TASK DIRECTIONS ->
Identify each line below that contains the word "rock", and copy it out.

DATA EXTRACTS ->
================================

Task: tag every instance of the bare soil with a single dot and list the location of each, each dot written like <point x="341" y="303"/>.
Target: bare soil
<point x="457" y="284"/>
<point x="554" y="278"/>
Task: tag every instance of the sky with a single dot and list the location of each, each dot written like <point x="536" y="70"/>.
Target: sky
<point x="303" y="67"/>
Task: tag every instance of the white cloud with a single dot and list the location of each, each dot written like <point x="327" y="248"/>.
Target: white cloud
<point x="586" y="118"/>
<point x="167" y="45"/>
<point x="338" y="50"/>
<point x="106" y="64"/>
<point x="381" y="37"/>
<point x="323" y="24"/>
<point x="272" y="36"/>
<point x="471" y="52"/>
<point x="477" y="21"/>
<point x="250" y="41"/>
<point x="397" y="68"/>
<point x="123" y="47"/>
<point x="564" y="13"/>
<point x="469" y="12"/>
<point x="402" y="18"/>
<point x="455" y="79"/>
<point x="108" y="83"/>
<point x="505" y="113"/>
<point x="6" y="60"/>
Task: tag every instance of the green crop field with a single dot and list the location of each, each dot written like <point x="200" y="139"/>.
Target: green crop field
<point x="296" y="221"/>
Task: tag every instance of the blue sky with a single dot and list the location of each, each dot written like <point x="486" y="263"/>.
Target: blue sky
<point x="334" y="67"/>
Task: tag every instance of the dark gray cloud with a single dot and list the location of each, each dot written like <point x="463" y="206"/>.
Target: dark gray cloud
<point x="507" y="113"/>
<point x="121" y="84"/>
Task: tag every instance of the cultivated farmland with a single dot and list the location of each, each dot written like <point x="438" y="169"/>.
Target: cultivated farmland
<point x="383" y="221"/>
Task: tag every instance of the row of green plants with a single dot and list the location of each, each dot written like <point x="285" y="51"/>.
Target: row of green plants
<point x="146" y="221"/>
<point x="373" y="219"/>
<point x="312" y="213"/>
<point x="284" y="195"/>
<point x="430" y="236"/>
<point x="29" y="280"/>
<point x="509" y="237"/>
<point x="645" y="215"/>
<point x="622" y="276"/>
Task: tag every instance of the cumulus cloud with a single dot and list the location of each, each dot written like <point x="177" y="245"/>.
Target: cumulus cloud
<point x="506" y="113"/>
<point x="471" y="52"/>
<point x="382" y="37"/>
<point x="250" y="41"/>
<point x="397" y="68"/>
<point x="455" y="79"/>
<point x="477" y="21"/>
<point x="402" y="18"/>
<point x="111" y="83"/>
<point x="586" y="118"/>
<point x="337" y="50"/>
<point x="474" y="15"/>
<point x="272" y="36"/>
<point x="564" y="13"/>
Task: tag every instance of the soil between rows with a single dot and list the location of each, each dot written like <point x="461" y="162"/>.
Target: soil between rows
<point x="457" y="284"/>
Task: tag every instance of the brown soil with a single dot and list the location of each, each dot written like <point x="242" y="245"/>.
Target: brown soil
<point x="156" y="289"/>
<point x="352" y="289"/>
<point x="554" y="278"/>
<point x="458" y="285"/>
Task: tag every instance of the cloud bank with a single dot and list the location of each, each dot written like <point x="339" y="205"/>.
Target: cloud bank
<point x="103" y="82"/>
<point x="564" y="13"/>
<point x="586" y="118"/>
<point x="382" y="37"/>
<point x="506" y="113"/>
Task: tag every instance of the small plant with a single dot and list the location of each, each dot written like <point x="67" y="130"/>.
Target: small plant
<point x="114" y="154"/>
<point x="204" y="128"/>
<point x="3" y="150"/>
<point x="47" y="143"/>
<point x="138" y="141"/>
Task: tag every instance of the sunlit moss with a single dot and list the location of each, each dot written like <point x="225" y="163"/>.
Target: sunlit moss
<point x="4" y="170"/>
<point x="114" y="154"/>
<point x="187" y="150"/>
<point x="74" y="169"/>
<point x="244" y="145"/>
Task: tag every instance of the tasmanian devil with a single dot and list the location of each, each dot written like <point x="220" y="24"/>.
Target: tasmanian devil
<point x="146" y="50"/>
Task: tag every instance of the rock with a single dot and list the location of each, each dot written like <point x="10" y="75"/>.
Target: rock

================================

WRITTEN REPLY ->
Task: tag every instance of the rock with a single dot and list the location of each, each dot written like <point x="10" y="75"/>.
Target: rock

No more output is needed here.